▶ **WORK REQUIRED**:
Extend the Montessori education passage with a few more paragraphs, picking up after its final quotation.

▶ **EXCERPT PROVIDED**:
::::

The progressive education approach has a long history. The American Montessori Society reports that, in 1907, the psychiatrist Maria Montessori opened the Casa dei Bambini, a child care center in a low-income district of Rome. Her philosophy drew the attention of educators worldwide, and in the following decades Montessori schools opened throughout Europe, and in North and South America. Today, there are now more than 22,000 Montessori schools in at least 110 countries worldwide.

Montessori’s approach encompasses many aspects, from multi-age groupings that foster peer learning, to uninterrupted blocks of work time, to guided choice of work activity. One of the key tenets, though, is a hands-on, task-oriented approach to learning, exemplified in tools such as the “dressing frame,” a rectangular wooden torso on which toddlers learn to button, zip, and tie. The frame removes distractions and makes the task obvious. It says, “Here are two flaps of a shirt. Let’s button them together.” The child can attempt to figure it out on his or her own.

Montessori classrooms foster children’s independence through spacious, open designs with designated areas for different kinds of activities. There are quiet corners for reading, soft rugs and couches, and work tables where a preschooler might learn to count by stringing beads or make words with alphabet letters. Above all, the spaces are organized, inviting, and calming.

As important as a relaxed classroom setting was to Montessori’s approach, so too was nature and the outdoors. “Let the children be free,” she writes. “Encourage them; let them remove their shoes when they fund a puddle of water; and when the grass of meadows is wet with dew, let them run it and trample it with their bare feet; let them rest peacefully when a tree invites them to sleep beneath its shade; let them shout and laugh when the sun wakes the in the morning.”

::::

▶ **MATERIAL**:
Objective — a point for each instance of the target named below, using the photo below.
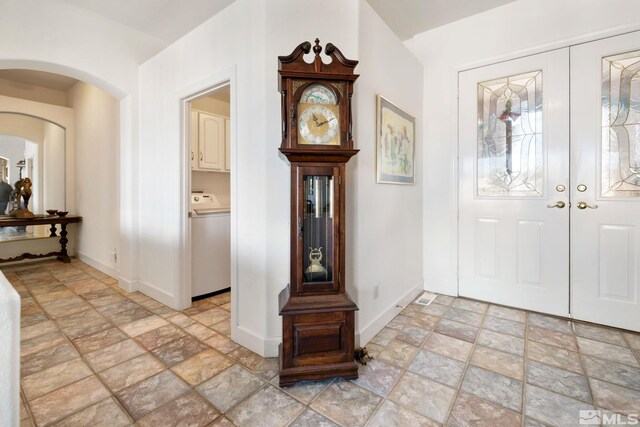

::::

▶ **ANSWER TO THE PROBLEM**:
But the application of the Montessori philosophy in the design of natural areas and school playgrounds is still a young field with limited examples. Happily, one of them is right in my neighborhood – a natural playground designed by Site Design Group at Near North Montessori near Wicker Park in Chicago. The playground consists of simple natural materials. There is a wooden, pagoda-like treehouse with a bird watching window, a large sand area, a sculptural butterfly structure, foliage-draped trestles, a cave, and climbable boulders. A farm pump connected to a hose invites children to practice pumping water, measure volumes, and work imaginatively in small groups. The pump is situated beside the sand pit, so the water can be used for mixing and building activities.

Then there’s the Ottawa Montessori School’s outdoor playground, designed by Earthscape and Landcurrent and Kaster & Company. Completed in 2013, it is constructed almost entirely of wood. Supported by large round timber poles, two-story tee-pees invite children to climb to an enclosed upper deck, either by ladders or wooden climbing walls. From a lookout station high on a hill, children can communicate with friends using talking tubes or simply enjoy distant bird’s eye views of the landscape. Add to that water spigots, climbable door frame-like structures, and a stage for student performances and you have a design that resonates with the Montessori philosophy of learning via tangible experiences in the world.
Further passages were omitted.